#### Page ####

The seven-track melee

In boiled frogs I explored the implications of using local weather to reason about global climate. The statistical fallacies (local = global and weather = climate) are one example of the kinds of failures on my list of reasons for science denial.

As I pondered the challenge of upgrading mental models to cope with big problems like climate, I ran across a great paper by Barry Richmond (creator of STELLA, and my first SD teacher long ago). He inventories seven systems thinking skills, which nicely dovetail with my thinking about coping with complex problems.

Some excerpts:

Skill 1: dynamic thinking

Dynamic thinking is the ability to see and deduce behavior patterns rather than focusing on, and seeking to predict, events. It’s thinking about phenomena as resulting from ongoing circular processes unfolding through time rather than as belonging to a set of factors. …

Skill 2: closed-loop thinking

The second type of thinking process, closed-loop thinking, is closely linked to the first, dynamic thinking. As already noted, when people think in terms of closed loops, they see the world as a set of ongoing, interdependent processes rather than as a laundry list of one-way relations between a group of factors and a phenomenon that these factors are causing. But there is more. When exercising closed-loop thinking, people will look to the loops themselves (i.e., the circular cause-effect relations) as being responsible for generating the behavior patterns exhibited by a system. …

Skill 3: generic thinking

Just as most people are captivated by events, they are generally locked into thinking in terms of specifics. … was it Hitler, Napoleon, Joan of Arc, Martin Luther King who determined changes in history, or tides in history that swept these figures along on their crests? … Apprehending the similarities in the underlying feedback-loop relations that generate a predator-prey cycle, a manic-depressive swing, the oscillation in an L-C circuit, and a business cycle can demonstrate how generic thinking can be applied to virtually any arena.

####

From the page on systems thinking skills above, can you output word for word the passage starting with "The seven-track melee" and going on through "for science denial."?

#### Data listing ####

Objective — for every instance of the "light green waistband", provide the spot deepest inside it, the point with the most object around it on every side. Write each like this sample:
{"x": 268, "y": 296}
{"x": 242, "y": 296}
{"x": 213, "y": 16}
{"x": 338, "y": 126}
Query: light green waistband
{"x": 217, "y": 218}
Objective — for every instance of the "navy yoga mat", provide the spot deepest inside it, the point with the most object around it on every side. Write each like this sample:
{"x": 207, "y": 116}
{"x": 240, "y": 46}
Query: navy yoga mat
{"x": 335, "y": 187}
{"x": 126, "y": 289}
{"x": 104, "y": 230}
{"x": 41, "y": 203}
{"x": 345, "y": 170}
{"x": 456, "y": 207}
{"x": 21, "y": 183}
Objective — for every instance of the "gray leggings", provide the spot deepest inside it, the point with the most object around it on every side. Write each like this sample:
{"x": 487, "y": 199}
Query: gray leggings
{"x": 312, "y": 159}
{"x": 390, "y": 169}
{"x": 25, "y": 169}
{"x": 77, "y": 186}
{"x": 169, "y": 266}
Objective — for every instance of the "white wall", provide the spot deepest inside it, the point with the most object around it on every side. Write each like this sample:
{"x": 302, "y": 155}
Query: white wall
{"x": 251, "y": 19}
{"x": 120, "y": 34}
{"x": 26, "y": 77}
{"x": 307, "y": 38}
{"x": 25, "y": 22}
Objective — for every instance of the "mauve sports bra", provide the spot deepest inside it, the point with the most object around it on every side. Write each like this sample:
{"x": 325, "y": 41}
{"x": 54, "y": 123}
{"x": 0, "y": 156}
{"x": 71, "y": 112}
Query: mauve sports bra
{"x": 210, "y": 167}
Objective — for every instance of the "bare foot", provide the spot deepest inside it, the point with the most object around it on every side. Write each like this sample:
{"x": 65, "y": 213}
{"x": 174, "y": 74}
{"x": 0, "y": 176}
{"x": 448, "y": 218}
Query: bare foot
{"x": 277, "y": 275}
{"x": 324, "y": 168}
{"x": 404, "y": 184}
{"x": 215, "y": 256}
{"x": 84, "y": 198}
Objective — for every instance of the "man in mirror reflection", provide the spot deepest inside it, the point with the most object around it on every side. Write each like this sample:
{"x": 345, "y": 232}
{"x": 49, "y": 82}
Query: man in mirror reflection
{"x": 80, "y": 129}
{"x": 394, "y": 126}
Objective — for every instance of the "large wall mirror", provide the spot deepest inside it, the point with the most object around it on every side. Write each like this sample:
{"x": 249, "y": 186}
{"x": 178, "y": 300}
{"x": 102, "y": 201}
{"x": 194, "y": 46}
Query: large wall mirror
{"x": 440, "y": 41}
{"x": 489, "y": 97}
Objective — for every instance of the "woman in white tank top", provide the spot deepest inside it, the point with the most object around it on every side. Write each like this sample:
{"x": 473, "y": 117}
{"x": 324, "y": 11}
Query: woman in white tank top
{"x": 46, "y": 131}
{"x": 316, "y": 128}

####

• **Response for this exercise**:
The seven-track melee

In boiled frogs I explored the implications of using local weather to reason about global climate. The statistical fallacies (local = global and weather = climate) are one example of the kinds of failures on my list of reasons for science denial.